▶ _ASSIGNED TASK_: Needed from the data below: every line from the one with "Query: coniferous forest" up to and including the one with "Query: grassy field", repeated exactly and with nothing else.

▶ _DATASET RECORDS_:
Content starts
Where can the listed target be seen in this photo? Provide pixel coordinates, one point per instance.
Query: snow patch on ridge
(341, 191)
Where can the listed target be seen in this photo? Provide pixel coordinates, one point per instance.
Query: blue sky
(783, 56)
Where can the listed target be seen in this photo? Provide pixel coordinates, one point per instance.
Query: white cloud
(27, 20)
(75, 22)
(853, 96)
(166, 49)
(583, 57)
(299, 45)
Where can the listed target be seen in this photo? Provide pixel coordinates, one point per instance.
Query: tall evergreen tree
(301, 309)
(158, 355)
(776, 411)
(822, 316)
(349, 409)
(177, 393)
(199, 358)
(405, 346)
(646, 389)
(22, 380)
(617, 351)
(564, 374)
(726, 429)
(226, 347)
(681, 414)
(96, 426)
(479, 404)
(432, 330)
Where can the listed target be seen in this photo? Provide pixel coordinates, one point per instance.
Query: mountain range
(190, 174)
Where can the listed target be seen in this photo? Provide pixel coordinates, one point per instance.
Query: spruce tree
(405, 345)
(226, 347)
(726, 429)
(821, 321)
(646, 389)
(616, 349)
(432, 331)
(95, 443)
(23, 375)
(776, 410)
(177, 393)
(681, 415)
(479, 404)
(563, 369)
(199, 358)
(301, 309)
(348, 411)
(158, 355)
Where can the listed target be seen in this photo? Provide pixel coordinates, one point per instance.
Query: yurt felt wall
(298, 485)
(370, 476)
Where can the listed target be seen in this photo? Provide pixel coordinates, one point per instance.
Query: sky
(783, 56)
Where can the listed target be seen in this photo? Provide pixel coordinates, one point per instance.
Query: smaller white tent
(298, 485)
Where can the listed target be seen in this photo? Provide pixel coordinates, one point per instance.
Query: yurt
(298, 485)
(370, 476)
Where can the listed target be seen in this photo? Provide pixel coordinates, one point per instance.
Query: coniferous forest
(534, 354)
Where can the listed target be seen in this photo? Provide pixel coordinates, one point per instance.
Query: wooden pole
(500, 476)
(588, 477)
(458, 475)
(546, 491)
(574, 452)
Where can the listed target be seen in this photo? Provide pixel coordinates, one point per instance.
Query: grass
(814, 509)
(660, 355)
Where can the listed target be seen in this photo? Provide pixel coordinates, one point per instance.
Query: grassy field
Content ends
Content starts
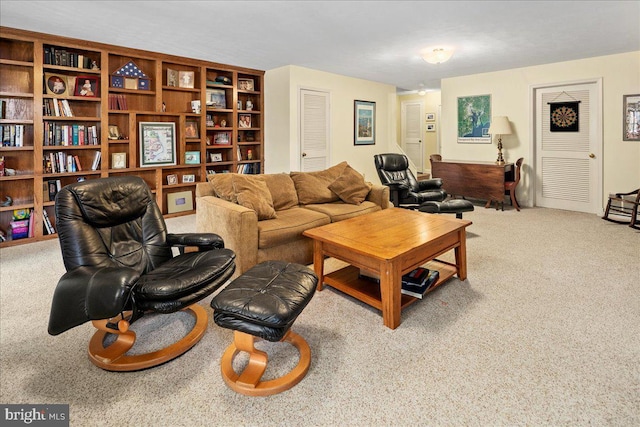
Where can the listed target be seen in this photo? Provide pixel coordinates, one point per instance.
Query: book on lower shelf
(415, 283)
Content ends
▶ _FINAL ANSWER_:
Query: coniferous forest
(534, 354)
Where can the listed target be seen in this photo? Provide pixel coordinates, one point per instance.
Query: wooden pole
(500, 476)
(588, 477)
(458, 475)
(546, 491)
(574, 452)
Where can the listed target be seen in this photo? Provide pixel coordinates, one point per instance.
Query: grass
(814, 509)
(660, 355)
Where can the listed target be seen in this photo? Provide pixel coordinates, one point per instance.
Query: grassy field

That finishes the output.